> **Things to do**
A) Transcribe, character for character, the part of the passage on scraping club names and logos that opens with the words containing "# Return it" and closes with "map_df(extract_name_logo)".
B) Shift every coordinate in the answers by adding 136, then write out again the part of the records that opens with the line containing "Could you point out where the swimming" and runs through the end of the records, requests included. Give only those lines.

> **Document passage**
===
Let’s get the name and the logo for one club, and then generalize for all.

# Let's select the first node 
node <- pluck(clubs_rows, 1)
 team_name <- node %>% 
    html_element(".team-div .name") %>% # Select Team name elmt
    html_text2() %>% # Retrieve the text
    # Delete the points in the name
    # Example: Man City8pts becomes Man City
    str_remove(pattern ="\\d+\\spts?") 
  
  team_logo <- node %>% 
    # Select Team the img which contains team logo
    html_element(".logo img") %>% 
    # Retrieve the the src attribute
    html_attr("src") %>% 
    str_remove("&w=56")

Let’s see if everything is what it supposed to.

print(team_name)

[1] "Man. City"

print(team_logo)

[1] "https://secure.espn.com/combiner/i?img=/i/teamlogos/soccer/500/382.png"

It is perfect, we can retrieve from a node, the club name and its logo. Let us generalize to all the clubs with a function.

extract_name_logo <- function(node) { 
  team_name <- node %>% 
    html_element(".team-div .name") %>% # Select Team name element
    html_text2() %>% # Retrieve the text
    # Delete the points in the name
    # Example: "Man City8pts" becomes "Man City"
    str_remove(pattern ="\\d+\\spts?") 
  
  team_logo <- node %>% 
    # Select the img element which contains team logo
    html_element(".logo img") %>% 
    # Retrieve the src attribute
    html_attr("src") %>% 
    str_remove("&w=56")
  # Return it like a tibble
  tibble(
    team_name,
    team_logo
  ) 
}

Thanks to the purrr library, we can now retrieve all clubs names and logos.

clubs_names_logos <- clubs_rows %>% 
   map_df(extract_name_logo)
===
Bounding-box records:
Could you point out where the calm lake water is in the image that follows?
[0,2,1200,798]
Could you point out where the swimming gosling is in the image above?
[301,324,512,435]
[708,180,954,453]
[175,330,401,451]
===
> **The solutions**
A)
# Return it like a tibble
  tibble(
    team_name,
    team_logo
  ) 
}

Thanks to the purrr library, we can now retrieve all clubs names and logos.

clubs_names_logos <- clubs_rows %>% 
   map_df(extract_name_logo)

B)
Could you point out where the swimming gosling is in the image above?
[437,460,648,571]
[844,316,1090,589]
[311,466,537,587]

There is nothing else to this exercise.